---------- Text provided

From ede386e4d91fd6cc880b3594c8381e44f6d60cd0 Mon Sep 17 00:00:00 2001
From: Stefanie Senger <stefanie.senger@posteo.de>
Date: Sat, 12 Apr 2025 17:51:48 +0200
Subject: [PATCH 07/14] wording

---
 .../upcoming_changes/sklearn.metrics/31172.enhancement.rst      | 2 +-
 1 file changed, 1 insertion(+), 1 deletion(-)

diff --git a/doc/whats_new/upcoming_changes/sklearn.metrics/31172.enhancement.rst b/doc/whats_new/upcoming_changes/sklearn.metrics/31172.enhancement.rst
index 8caa3169d63d6..606f629655465 100644
--- a/doc/whats_new/upcoming_changes/sklearn.metrics/31172.enhancement.rst
+++ b/doc/whats_new/upcoming_changes/sklearn.metrics/31172.enhancement.rst
@@ -1,3 +1,3 @@
 - :func:`~metrics.cohen_kappa_score` now has a `replace_undefined_by` param, that can be
-  set to define the function's behaviour when there would be a division by zero.
+  set to define the function's return value when there would be a division by zero.
   By :user:`Stefanie Senger <StefanieSenger>`

From b93b44553f10fd5bd1b031f742e0a4a963f36691 Mon Sep 17 00:00:00 2001
From: Stefanie Senger <stefanie.senger@posteo.de>
Date: Sat, 12 Apr 2025 18:43:01 +0200
Subject: [PATCH 08/14] add deprecation cycle for default behaviour if zero
 division

---
 sklearn/metrics/_classification.py           | 31 ++++++++++++++++++--
 sklearn/metrics/tests/test_classification.py | 27 +++++++++++++++++
 2 files changed, 55 insertions(+), 3 deletions(-)

diff --git a/sklearn/metrics/_classification.py b/sklearn/metrics/_classification.py
index f2c30794cd5f4..f6bbd8a439db0 100644
--- a/sklearn/metrics/_classification.py
+++ b/sklearn/metrics/_classification.py
@@ -799,12 +799,24 @@ def multilabel_confusion_matrix(
         "labels": ["array-like", None],
         "weights": [StrOptions({"linear", "quadratic"}), None],
         "sample_weight": ["array-like", None],
-        "replace_undefined_by": [Interval(Real, -1.0, 1.0, closed="both"), np.nan],
+        "replace_undefined_by": [
+            Interval(Real, -1.0, 1.0, closed="both"),
+            np.nan,
+            Hidden(StrOptions({"deprecated"})),
+        ],
     },
     prefer_skip_nested_validation=True,
 )

--------------------
---------- Material shown

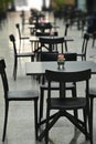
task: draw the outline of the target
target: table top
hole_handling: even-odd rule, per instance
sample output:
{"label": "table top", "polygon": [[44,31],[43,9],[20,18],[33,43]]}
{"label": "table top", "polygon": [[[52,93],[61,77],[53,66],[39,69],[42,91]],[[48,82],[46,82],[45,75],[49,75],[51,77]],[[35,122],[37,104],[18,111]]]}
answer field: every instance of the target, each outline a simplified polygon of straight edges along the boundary
{"label": "table top", "polygon": [[25,73],[26,75],[44,74],[45,70],[52,71],[65,71],[65,72],[75,72],[90,69],[92,74],[96,74],[96,63],[93,61],[66,61],[64,69],[57,69],[57,62],[26,62],[25,63]]}
{"label": "table top", "polygon": [[58,38],[64,38],[64,41],[74,41],[73,40],[73,38],[71,38],[71,37],[63,37],[63,35],[57,35],[57,37],[52,37],[52,35],[50,35],[50,37],[46,37],[46,35],[44,35],[44,37],[35,37],[35,35],[33,35],[33,37],[30,37],[30,42],[33,42],[33,41],[39,41],[39,39],[40,38],[45,38],[45,39],[58,39]]}

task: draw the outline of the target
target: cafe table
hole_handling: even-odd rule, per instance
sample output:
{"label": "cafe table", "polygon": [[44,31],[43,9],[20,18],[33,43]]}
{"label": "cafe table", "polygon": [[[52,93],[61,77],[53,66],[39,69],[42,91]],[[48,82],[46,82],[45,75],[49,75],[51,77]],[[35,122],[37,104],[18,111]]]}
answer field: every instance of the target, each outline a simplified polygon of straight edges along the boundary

--------------------

Required work:
• a. Duplicate the patch text word for word, everything from "From ede386e4d91fd6cc880b3594c8381e44f6d60cd0 Mon" down to "insertion(+), 1 deletion(-)".
• b. Decide whether each statement agrees with the patch text. Answer yes or no for each, and quote the deciding words.
(i) Patch 07/14 changes two files.
(ii) Patch 08/14 adds a deprecation cycle for the default behavior.
(iii) After patch 08/14, the allowed values for "replace_undefined_by" include a hidden "deprecated" string option.

The replies:
• a.
From ede386e4d91fd6cc880b3594c8381e44f6d60cd0 Mon Sep 17 00:00:00 2001
From: Stefanie Senger <stefanie.senger@posteo.de>
Date: Sat, 12 Apr 2025 17:51:48 +0200
Subject: [PATCH 07/14] wording

---
 .../upcoming_changes/sklearn.metrics/31172.enhancement.rst      | 2 +-
 1 file changed, 1 insertion(+), 1 deletion(-)

• b.
(i) No: "1 file changed, 1 insertion(+), 1 deletion(-)"
(ii) Yes: "add deprecation cycle for default behaviour if zero"
(iii) Yes: "Hidden(StrOptions({"deprecated"}))"